Segment Start: Dataset records
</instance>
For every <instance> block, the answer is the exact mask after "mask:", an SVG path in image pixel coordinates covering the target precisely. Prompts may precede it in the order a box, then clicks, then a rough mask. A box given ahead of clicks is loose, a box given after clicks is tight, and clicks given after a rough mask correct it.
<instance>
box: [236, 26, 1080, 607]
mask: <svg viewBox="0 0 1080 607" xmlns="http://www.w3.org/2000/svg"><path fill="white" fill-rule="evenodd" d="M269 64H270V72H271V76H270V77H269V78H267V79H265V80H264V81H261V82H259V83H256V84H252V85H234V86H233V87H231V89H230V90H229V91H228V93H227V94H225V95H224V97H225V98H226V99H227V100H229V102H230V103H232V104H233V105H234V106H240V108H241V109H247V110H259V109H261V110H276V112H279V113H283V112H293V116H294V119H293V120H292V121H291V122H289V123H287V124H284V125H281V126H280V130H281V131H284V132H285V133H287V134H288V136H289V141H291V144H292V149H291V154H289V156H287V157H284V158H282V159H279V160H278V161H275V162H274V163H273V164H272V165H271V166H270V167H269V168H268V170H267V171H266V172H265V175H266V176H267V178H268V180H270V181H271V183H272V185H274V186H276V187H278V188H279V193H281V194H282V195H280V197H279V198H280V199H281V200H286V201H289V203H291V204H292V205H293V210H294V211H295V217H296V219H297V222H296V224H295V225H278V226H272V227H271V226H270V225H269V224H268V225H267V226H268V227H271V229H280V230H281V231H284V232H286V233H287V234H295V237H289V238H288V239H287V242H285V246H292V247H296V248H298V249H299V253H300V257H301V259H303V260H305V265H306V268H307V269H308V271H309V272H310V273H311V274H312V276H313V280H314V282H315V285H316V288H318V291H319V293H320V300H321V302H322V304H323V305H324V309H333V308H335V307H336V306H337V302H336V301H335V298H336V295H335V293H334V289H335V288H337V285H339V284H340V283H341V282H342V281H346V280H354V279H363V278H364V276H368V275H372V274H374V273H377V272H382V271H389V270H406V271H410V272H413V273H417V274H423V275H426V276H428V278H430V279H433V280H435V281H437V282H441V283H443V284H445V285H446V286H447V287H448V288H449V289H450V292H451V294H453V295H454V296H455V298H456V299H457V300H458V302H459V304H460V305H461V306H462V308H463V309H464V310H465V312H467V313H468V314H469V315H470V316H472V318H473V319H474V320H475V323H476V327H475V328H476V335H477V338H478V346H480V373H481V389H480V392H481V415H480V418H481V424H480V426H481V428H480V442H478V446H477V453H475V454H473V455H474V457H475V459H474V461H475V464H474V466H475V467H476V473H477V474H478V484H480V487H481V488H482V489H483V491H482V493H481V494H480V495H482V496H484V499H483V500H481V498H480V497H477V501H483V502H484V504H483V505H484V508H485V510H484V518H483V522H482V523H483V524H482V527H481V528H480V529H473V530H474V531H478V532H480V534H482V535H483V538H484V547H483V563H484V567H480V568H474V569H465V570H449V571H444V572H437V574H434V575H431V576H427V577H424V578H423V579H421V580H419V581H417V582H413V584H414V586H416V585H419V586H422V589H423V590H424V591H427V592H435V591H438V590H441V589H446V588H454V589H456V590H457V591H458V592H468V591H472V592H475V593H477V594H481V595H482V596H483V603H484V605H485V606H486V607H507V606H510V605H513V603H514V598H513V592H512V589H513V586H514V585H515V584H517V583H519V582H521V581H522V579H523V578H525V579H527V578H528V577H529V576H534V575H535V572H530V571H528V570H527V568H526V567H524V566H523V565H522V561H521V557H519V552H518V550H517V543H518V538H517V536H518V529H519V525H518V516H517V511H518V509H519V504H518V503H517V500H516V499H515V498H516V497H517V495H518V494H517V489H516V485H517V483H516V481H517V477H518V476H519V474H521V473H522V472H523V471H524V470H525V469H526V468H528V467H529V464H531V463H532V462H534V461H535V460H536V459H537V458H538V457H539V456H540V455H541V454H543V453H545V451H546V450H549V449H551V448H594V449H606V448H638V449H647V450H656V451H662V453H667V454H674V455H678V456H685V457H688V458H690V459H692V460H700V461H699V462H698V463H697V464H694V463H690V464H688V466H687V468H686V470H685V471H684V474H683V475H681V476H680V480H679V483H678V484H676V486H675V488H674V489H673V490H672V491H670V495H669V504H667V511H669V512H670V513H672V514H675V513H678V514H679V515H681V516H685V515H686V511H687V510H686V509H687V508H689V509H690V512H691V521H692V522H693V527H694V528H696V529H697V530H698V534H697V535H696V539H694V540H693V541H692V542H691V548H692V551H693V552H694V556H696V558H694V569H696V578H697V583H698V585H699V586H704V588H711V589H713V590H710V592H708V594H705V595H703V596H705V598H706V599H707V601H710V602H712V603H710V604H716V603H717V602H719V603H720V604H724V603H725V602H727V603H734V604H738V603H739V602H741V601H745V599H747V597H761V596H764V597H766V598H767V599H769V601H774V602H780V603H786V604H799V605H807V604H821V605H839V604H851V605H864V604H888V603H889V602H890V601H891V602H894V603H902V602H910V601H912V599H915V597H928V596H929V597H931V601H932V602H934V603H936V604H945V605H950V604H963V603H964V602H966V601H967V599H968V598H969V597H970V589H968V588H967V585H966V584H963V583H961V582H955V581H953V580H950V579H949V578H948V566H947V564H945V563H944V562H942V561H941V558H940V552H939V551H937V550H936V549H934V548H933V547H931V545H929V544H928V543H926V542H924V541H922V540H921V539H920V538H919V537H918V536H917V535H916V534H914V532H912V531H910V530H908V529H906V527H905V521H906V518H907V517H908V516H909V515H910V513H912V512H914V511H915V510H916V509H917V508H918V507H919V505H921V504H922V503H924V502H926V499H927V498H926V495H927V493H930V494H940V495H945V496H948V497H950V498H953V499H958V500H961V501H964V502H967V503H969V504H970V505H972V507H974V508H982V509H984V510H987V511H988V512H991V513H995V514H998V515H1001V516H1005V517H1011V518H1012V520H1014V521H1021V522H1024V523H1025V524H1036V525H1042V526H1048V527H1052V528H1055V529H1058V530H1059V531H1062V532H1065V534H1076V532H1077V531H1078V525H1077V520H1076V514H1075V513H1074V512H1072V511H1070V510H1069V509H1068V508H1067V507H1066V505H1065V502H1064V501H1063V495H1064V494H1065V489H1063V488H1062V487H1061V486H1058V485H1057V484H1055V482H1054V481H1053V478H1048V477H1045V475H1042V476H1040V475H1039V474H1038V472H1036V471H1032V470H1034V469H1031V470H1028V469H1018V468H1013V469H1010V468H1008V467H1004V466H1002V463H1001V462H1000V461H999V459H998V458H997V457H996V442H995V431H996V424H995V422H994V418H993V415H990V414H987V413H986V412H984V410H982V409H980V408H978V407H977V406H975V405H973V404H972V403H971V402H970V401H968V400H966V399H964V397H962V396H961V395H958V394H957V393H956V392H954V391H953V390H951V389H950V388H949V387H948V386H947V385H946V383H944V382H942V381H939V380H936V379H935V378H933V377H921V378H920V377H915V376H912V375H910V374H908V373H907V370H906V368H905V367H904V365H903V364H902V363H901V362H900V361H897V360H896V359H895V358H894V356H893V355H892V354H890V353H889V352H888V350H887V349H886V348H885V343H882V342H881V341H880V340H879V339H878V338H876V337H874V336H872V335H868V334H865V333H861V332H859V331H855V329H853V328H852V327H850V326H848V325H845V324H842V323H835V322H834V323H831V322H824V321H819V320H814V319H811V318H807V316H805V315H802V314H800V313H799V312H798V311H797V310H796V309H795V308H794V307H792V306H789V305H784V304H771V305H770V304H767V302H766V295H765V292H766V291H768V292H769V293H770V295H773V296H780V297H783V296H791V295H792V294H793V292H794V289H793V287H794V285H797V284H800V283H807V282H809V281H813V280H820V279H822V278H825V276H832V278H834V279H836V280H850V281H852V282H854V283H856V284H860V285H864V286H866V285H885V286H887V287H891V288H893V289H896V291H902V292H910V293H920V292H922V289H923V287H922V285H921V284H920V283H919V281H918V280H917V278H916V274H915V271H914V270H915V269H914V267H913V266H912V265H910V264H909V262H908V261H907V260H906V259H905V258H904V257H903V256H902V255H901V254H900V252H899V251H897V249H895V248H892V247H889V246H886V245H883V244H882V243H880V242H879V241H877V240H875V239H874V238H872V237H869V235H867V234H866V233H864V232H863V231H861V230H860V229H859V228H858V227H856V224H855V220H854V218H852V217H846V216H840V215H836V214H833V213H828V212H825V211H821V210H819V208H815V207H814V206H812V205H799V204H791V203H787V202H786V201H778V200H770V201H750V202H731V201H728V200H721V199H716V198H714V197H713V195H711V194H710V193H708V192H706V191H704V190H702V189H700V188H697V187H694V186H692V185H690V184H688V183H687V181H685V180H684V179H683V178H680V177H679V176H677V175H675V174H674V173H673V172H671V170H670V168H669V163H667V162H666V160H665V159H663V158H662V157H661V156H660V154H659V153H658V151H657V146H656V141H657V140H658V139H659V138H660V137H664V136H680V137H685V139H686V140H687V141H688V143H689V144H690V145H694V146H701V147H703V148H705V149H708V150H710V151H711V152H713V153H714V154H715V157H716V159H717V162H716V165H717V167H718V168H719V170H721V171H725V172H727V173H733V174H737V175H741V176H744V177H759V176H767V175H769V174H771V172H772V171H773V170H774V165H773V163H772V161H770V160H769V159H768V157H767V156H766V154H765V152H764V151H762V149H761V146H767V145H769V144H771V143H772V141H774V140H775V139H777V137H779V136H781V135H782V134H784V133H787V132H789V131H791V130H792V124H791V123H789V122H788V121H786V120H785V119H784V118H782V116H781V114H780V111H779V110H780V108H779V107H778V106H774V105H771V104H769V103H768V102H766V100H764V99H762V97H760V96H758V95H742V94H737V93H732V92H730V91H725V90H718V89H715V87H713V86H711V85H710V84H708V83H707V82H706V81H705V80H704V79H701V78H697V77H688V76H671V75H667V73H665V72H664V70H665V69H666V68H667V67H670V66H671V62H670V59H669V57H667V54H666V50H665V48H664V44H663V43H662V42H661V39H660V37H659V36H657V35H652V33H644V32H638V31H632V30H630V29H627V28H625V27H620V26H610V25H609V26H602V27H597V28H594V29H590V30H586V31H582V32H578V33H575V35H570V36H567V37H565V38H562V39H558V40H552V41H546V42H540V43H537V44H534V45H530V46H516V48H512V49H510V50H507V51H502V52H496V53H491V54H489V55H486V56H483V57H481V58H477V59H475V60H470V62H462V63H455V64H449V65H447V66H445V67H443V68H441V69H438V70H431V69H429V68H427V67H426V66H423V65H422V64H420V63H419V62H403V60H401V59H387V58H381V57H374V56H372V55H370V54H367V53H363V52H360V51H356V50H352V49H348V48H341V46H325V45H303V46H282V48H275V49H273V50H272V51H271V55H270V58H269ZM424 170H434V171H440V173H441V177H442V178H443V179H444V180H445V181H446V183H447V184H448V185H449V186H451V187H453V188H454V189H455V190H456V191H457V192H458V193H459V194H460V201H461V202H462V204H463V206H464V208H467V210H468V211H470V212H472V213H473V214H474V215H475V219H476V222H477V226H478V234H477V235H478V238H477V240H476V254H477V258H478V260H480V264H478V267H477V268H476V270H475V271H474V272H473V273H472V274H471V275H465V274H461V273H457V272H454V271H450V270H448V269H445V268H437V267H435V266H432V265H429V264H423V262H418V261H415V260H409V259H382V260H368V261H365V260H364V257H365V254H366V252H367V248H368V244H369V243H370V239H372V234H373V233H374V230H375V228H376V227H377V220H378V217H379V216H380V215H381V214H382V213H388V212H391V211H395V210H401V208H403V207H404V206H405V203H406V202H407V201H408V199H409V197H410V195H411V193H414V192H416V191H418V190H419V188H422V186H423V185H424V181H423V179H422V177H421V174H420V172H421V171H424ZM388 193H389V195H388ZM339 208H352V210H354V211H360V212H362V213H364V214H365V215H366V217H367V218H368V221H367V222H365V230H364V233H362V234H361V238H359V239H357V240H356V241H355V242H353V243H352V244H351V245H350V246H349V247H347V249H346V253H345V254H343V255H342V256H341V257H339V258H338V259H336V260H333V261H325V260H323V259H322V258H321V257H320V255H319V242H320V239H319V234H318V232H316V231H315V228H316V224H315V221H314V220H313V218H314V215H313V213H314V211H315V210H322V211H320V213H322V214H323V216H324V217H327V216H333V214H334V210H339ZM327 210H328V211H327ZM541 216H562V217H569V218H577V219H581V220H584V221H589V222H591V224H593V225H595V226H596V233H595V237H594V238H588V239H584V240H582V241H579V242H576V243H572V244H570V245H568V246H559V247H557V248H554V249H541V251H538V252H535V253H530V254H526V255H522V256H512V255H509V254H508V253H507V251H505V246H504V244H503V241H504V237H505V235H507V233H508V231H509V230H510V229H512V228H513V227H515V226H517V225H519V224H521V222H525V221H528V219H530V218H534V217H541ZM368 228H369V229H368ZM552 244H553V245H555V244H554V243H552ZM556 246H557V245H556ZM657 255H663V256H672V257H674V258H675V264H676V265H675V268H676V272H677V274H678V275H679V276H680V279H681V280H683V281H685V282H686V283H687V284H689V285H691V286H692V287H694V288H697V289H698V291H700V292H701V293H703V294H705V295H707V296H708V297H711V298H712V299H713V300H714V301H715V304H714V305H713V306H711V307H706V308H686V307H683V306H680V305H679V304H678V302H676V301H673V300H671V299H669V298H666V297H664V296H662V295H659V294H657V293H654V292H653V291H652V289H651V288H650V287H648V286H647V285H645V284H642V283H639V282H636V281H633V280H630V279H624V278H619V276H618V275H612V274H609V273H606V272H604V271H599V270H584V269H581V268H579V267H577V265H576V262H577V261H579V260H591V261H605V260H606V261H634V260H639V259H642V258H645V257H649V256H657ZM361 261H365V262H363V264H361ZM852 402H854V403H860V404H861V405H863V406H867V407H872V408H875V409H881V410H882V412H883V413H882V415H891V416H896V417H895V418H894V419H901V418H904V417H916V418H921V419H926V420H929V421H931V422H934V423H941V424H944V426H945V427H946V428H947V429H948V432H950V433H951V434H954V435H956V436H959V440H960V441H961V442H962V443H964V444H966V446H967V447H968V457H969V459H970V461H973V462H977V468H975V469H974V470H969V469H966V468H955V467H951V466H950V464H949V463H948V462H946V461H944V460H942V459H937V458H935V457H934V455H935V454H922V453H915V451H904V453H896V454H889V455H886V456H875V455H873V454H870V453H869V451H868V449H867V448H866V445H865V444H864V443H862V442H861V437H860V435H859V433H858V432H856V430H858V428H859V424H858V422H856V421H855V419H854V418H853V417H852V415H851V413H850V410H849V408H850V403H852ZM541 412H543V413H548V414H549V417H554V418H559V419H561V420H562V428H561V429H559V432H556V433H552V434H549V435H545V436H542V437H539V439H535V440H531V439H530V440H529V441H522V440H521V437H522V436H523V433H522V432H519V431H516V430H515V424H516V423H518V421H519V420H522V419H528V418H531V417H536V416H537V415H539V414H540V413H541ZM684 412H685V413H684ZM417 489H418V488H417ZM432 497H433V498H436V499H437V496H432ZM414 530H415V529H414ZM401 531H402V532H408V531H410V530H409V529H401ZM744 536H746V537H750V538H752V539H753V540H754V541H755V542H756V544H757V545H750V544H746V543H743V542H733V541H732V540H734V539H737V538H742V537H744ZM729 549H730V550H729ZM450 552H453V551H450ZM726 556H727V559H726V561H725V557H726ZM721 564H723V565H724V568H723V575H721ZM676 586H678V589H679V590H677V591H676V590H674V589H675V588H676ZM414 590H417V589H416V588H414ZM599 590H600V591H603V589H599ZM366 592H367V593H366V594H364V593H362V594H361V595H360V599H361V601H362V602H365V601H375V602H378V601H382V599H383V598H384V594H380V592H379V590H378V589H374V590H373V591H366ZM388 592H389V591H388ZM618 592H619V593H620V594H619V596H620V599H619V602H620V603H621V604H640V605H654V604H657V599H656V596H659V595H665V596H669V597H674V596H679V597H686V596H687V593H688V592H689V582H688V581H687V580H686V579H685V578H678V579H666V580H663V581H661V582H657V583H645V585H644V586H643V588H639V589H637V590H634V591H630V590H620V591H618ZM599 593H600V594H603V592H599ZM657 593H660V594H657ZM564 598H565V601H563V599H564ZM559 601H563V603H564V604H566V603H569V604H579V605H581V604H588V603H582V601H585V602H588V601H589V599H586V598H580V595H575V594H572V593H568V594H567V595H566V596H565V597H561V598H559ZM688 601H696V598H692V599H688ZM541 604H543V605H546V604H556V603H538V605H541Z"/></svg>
Segment End: Dataset records
__Task details__
Copy out the lines from the very first one through the line that contains "box: [236, 26, 1080, 607]", including both, word for word.

__Output of the exercise__
</instance>
For every <instance> block, the answer is the exact mask after "mask:", an SVG path in image pixel coordinates covering the target precisely. Prompts may precede it in the order a box, then clicks, then a rough mask. A box given ahead of clicks is loose, a box given after clicks is tight, and clicks given after a rough mask correct it.
<instance>
box: [236, 26, 1080, 607]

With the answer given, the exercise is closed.